池江璃花子選手が五輪代表内定を得た、とラジオのニュースで聴いた。祝福の気持ちを持ったと同時に、試合後のインタビューでの「努力は必ず報われると思いました」というご本人のコメントに、私は心がチクリとした。

努力は必ず報われる、果たしてそうか?

私達が中高生のころ、通っていた学校では盛んに「夢を仕事に!」「自己実現」というスローガンを掲げ、進学指導や生徒指導が行われており、それらが良い人生の答えのように叫ばれていた。

私は大学進学を希望して中学校からずっと勉強を続けていたし、それを叶えるべく進学校にも進んだ。勉強が大好きだったら勉強を続けることが私にとっては夢で自己実現の手段だった。


しかし、私は自分の意思とは関係なく大学進学を諦めざるをえなく、かつ、一度も考えたことがなかった高卒就職をしなくてはいけなかった。ここで「努力ってなんだ?」「努力は報われない」というものにガツンと突き当たった。

**設問**.
1. 提示文で、筆者が中学校からずっと勉強を続けていたのは何を希望していたからか。
2. 提示文の「池江璃花子選手が五輪代表内定」という語句を含む箇所から「は夢で自己実現の手段だった。」までを、「進学校」を「有名高校」に置き換えて書き直してください。

[コレクションから抽出したデータ]

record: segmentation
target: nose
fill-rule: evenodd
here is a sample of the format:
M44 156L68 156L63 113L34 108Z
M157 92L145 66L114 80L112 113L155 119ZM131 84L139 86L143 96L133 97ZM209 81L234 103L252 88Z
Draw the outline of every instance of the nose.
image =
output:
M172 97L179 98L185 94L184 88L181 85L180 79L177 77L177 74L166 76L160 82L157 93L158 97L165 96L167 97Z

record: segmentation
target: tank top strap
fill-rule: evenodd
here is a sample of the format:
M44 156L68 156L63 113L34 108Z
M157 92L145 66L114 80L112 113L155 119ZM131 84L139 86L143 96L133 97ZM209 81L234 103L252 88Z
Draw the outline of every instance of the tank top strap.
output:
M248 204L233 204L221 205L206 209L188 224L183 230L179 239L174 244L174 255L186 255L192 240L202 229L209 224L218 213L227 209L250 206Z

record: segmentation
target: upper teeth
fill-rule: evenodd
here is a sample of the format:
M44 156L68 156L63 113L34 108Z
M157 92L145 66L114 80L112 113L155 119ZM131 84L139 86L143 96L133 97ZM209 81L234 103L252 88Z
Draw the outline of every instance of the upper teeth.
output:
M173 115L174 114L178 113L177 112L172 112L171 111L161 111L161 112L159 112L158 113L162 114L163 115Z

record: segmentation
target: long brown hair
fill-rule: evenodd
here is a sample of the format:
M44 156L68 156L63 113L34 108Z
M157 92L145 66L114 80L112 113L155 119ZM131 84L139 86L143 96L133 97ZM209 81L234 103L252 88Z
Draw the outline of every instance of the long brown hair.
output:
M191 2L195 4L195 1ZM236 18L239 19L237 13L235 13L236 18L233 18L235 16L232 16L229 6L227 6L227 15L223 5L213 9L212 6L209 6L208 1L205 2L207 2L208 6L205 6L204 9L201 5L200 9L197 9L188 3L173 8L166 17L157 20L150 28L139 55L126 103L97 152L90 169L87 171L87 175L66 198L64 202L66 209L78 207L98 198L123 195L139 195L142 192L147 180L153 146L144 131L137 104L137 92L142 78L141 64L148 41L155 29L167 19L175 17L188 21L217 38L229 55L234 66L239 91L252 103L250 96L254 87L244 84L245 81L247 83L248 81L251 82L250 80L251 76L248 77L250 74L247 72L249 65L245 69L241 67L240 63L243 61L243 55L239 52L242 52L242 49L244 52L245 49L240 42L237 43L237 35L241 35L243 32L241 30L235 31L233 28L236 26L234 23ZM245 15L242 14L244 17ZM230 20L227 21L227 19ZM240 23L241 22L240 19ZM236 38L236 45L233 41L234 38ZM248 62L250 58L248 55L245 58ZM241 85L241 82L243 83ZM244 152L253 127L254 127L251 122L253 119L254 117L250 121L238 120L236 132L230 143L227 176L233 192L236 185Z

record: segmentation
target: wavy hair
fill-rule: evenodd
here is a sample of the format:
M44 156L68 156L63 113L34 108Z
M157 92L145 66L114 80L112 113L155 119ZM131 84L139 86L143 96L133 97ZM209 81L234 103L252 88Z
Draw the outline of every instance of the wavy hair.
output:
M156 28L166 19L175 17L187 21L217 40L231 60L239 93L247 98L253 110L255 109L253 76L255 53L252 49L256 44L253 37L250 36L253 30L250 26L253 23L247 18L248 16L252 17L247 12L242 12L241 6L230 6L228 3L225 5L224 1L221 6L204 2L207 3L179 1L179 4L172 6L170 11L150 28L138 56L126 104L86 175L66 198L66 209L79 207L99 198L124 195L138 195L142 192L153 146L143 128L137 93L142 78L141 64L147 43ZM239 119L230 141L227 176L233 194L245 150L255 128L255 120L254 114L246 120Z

**各設問の回答**.
1. 大学進学を希望していたから。

2.
池江璃花子選手が五輪代表内定を得た、とラジオのニュースで聴いた。祝福の気持ちを持ったと同時に、試合後のインタビューでの「努力は必ず報われると思いました」というご本人のコメントに、私は心がチクリとした。

努力は必ず報われる、果たしてそうか?

私達が中高生のころ、通っていた学校では盛んに「夢を仕事に!」「自己実現」というスローガンを掲げ、進学指導や生徒指導が行われており、それらが良い人生の答えのように叫ばれていた。

私は大学進学を希望して中学校からずっと勉強を続けていたし、それを叶えるべく有名高校にも進んだ。勉強が大好きだったら勉強を続けることが私にとっては夢で自己実現の手段だった。